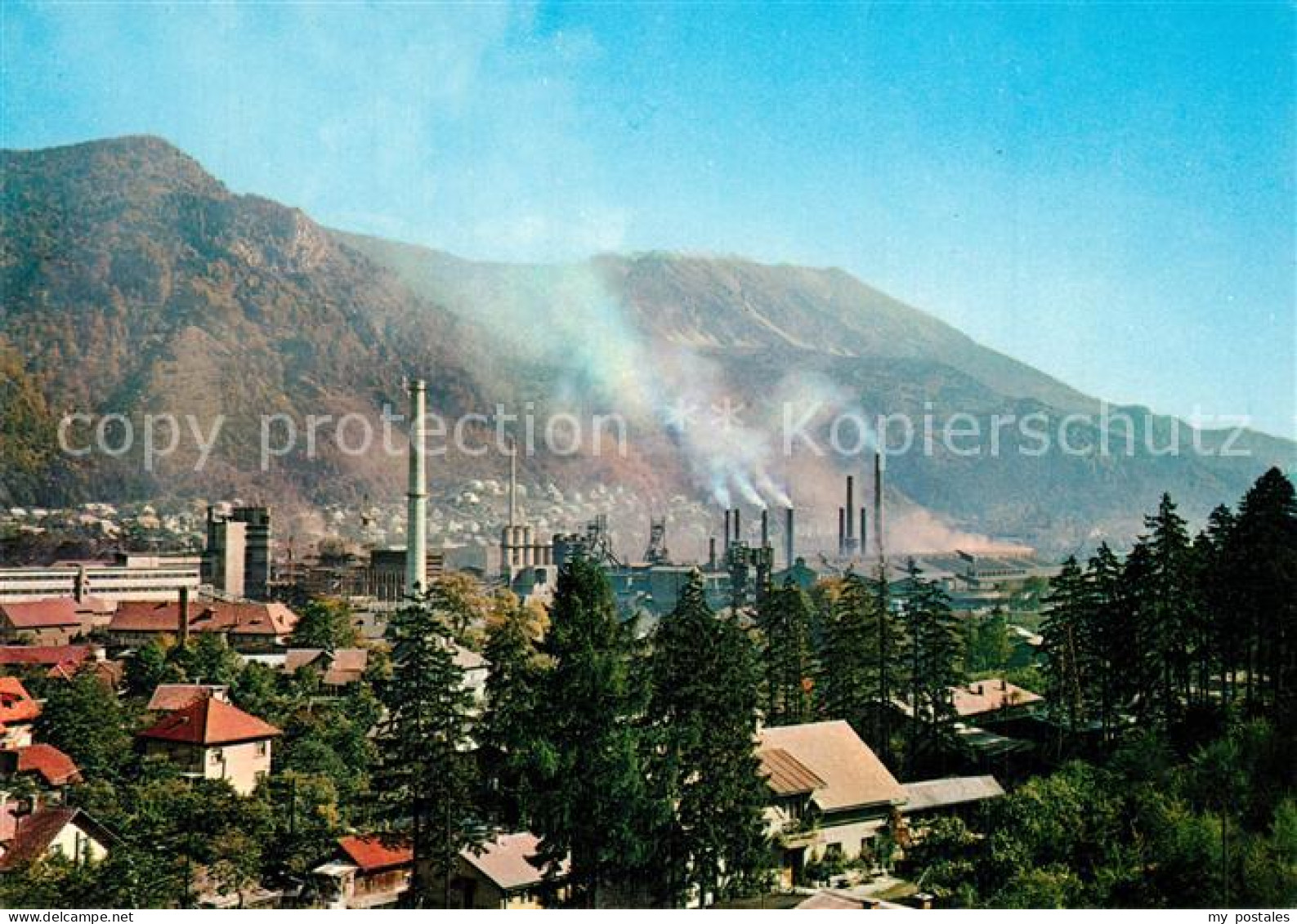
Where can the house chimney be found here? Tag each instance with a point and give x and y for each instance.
(417, 499)
(789, 548)
(183, 617)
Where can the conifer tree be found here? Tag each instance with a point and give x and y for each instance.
(505, 734)
(700, 762)
(1065, 645)
(1262, 560)
(589, 797)
(426, 774)
(1169, 605)
(1105, 636)
(860, 663)
(785, 620)
(936, 658)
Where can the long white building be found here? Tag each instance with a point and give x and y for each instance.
(130, 577)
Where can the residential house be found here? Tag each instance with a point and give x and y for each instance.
(47, 765)
(370, 871)
(19, 658)
(53, 621)
(247, 626)
(50, 832)
(832, 795)
(212, 739)
(954, 795)
(170, 696)
(994, 700)
(505, 873)
(339, 667)
(19, 712)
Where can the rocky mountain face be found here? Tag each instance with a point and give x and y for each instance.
(135, 283)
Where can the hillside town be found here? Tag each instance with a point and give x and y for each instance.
(232, 729)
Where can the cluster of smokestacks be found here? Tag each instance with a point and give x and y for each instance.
(735, 533)
(850, 543)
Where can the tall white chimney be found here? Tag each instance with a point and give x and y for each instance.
(417, 499)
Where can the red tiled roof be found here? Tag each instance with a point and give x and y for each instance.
(46, 656)
(506, 861)
(53, 765)
(208, 721)
(786, 775)
(108, 672)
(217, 616)
(16, 703)
(342, 667)
(371, 855)
(50, 614)
(987, 696)
(172, 696)
(35, 832)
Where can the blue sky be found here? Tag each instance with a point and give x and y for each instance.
(1104, 190)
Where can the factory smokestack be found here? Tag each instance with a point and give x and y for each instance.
(788, 535)
(512, 484)
(879, 504)
(864, 533)
(851, 512)
(417, 512)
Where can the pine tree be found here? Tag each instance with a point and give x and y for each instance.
(1261, 554)
(936, 658)
(850, 658)
(426, 774)
(589, 796)
(505, 734)
(859, 665)
(1170, 605)
(1065, 645)
(702, 767)
(1105, 634)
(785, 617)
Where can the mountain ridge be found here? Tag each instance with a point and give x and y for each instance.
(134, 279)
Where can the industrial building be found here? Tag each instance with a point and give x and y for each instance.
(126, 577)
(236, 560)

--

» **DESCRIPTION OF THE TASK**: The material above should be printed again exactly, with each picture left out.

» **EXERCISE ANSWER**:
Where can the house chimney be found here? Tag each instance with a point and give x and y for each instance.
(417, 499)
(789, 548)
(183, 617)
Where can the conifer tree be found here? Tag each instance with a point and give x and y for each instance.
(505, 734)
(700, 762)
(1065, 645)
(1262, 560)
(589, 797)
(426, 774)
(1169, 605)
(1105, 636)
(860, 663)
(785, 620)
(936, 658)
Where can the long white building be found here? Tag each instance with a point and give x and y for each instance.
(130, 577)
Where can the residential house be found here? Tag each instance with a point and give x and y for each instance.
(47, 765)
(370, 871)
(19, 658)
(53, 621)
(247, 626)
(50, 832)
(832, 795)
(212, 739)
(954, 795)
(170, 696)
(994, 700)
(505, 873)
(339, 667)
(19, 712)
Where can the rocky mountain face be found here? Tag each instance with a point and give x and y for each instance.
(135, 283)
Where can the hillside town be found here? Tag each instance with a point and give x and y for each instance.
(232, 729)
Where can the cluster of smokestacks be found here? Tag each instance with a point and give x and y for each instance.
(735, 533)
(850, 543)
Where can the tall white chimney be found here? Tag each instance with a point and give x and y for each instance.
(417, 499)
Where can the red tiled roof be found here? Tag each instance with a point and give x and y for each instance.
(46, 656)
(506, 861)
(53, 765)
(208, 721)
(786, 775)
(108, 672)
(217, 616)
(16, 703)
(342, 667)
(371, 855)
(50, 614)
(987, 696)
(172, 696)
(35, 832)
Where can the blue sky be found here? Tag each instance with a point and give x and y for each instance.
(1104, 190)
Where can the factory smokestack be found here? Tag each instance with a point and give x and y for each instance.
(788, 535)
(512, 484)
(879, 504)
(864, 533)
(851, 512)
(417, 512)
Where can the pine tree be found here? Tag each instance with a point and give x and y for each instance.
(1261, 554)
(936, 658)
(850, 658)
(426, 774)
(589, 796)
(505, 734)
(859, 665)
(1170, 605)
(1065, 645)
(702, 767)
(1105, 634)
(785, 617)
Where can the mountain ridge be found here? Tag each instance with a point and give x and y for each instance.
(134, 279)
Where can the industrial building be found here? Tag each instance with a point and give x and y for each instance.
(126, 577)
(236, 560)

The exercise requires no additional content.